* Given instruction
Show every line of the items below that contains the string "petal", with matching case.

Collection entries
◆ ◆ ◆ ◆ ◆ ◆ ◆
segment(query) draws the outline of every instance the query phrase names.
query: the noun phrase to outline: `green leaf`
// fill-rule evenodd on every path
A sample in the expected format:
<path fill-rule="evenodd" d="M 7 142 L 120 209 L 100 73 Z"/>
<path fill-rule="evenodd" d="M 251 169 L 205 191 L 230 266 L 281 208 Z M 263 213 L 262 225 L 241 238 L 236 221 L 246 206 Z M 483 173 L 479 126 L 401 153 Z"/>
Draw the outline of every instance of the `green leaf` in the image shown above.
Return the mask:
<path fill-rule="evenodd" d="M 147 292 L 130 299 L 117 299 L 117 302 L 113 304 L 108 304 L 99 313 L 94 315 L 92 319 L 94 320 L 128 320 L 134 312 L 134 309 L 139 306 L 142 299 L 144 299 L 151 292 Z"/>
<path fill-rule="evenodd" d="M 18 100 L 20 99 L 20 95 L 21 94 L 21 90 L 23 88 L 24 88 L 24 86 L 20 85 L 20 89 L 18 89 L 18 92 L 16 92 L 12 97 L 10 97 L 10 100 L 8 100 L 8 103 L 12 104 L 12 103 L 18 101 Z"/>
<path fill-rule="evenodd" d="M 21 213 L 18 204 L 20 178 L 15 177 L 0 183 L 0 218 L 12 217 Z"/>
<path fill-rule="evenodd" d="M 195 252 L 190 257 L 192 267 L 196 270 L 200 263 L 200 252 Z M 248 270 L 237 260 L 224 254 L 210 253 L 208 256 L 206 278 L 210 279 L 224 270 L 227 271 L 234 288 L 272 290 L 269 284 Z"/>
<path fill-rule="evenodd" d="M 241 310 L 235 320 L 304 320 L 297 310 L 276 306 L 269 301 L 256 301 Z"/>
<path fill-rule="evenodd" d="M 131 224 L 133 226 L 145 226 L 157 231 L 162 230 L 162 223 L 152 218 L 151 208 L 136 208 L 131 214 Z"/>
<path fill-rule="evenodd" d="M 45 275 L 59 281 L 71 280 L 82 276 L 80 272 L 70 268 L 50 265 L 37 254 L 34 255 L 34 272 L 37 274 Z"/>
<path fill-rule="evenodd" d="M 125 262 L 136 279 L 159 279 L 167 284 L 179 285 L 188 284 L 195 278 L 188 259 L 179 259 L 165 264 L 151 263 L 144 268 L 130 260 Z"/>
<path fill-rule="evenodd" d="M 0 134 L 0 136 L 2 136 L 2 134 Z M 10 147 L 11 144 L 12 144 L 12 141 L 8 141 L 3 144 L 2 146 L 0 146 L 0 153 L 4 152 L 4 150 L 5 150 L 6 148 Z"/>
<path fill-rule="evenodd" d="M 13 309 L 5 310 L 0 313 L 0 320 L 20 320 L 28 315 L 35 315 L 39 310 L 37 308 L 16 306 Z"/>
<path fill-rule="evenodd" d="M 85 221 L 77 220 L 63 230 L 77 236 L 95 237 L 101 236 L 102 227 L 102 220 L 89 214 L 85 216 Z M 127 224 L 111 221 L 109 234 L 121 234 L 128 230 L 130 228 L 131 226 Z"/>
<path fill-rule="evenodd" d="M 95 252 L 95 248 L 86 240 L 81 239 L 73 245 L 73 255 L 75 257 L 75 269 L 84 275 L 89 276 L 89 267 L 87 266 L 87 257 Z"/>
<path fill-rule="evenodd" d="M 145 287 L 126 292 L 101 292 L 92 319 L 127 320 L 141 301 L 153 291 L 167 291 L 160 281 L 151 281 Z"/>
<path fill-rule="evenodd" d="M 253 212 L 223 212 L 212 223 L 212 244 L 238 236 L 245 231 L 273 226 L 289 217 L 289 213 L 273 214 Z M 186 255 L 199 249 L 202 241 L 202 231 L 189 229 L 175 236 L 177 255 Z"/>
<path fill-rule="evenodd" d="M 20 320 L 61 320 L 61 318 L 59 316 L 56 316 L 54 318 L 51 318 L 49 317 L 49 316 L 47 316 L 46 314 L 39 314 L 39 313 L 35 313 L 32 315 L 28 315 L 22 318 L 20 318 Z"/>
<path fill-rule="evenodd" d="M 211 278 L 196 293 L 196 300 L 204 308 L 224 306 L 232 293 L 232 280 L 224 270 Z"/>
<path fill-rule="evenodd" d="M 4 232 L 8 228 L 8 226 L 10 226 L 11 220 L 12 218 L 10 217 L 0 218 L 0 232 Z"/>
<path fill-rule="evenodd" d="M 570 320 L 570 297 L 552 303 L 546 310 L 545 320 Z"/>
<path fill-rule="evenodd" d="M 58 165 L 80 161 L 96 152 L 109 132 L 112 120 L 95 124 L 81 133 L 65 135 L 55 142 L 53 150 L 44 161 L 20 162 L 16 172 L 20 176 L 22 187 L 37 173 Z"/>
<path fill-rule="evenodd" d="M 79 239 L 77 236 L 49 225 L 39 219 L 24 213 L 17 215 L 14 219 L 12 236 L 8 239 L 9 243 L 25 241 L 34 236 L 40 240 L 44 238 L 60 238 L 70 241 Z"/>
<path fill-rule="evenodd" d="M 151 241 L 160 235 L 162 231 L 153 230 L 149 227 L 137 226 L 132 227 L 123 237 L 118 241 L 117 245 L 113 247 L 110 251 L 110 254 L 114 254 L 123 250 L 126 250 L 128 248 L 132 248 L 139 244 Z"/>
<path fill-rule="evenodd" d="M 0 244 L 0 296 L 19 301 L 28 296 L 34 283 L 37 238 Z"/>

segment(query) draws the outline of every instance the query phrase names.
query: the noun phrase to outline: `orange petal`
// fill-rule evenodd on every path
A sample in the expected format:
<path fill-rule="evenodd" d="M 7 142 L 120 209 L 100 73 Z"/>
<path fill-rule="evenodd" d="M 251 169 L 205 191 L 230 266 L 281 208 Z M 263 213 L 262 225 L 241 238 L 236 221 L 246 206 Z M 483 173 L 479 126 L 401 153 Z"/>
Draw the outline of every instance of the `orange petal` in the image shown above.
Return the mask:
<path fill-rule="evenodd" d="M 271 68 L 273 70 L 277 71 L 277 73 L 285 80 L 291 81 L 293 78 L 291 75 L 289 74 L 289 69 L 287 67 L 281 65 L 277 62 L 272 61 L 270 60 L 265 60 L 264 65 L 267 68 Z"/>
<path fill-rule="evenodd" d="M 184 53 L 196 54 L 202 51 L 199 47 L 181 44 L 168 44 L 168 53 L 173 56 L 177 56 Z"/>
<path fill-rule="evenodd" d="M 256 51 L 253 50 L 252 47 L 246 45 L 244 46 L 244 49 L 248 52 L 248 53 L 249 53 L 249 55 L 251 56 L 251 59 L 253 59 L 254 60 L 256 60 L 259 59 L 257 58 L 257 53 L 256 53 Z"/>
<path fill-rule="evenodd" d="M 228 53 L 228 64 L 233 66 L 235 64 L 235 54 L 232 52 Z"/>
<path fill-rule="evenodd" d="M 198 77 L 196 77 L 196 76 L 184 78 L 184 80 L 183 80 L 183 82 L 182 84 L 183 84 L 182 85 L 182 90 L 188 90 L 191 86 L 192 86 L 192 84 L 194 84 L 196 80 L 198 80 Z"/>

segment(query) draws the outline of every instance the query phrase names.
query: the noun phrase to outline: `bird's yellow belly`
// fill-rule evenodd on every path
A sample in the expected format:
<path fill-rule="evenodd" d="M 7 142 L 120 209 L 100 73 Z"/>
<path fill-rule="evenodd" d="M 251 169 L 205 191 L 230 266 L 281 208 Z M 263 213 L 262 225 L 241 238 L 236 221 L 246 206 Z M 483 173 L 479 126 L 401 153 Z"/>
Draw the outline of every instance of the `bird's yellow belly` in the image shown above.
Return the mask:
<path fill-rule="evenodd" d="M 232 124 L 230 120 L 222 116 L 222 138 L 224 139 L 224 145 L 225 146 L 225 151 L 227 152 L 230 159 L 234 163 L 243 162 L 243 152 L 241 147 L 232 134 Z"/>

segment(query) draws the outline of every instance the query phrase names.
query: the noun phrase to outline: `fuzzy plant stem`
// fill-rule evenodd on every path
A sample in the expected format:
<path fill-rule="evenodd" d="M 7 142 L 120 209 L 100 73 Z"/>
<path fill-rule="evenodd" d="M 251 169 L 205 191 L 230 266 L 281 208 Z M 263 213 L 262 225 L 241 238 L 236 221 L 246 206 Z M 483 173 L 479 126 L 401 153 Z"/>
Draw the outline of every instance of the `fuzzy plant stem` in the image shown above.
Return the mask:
◆ ◆ ◆ ◆ ◆ ◆ ◆
* Answer to this task
query: the noun phrase to outline: `orange petal`
Draw the outline of every instance of the `orange petal` in the image shown above.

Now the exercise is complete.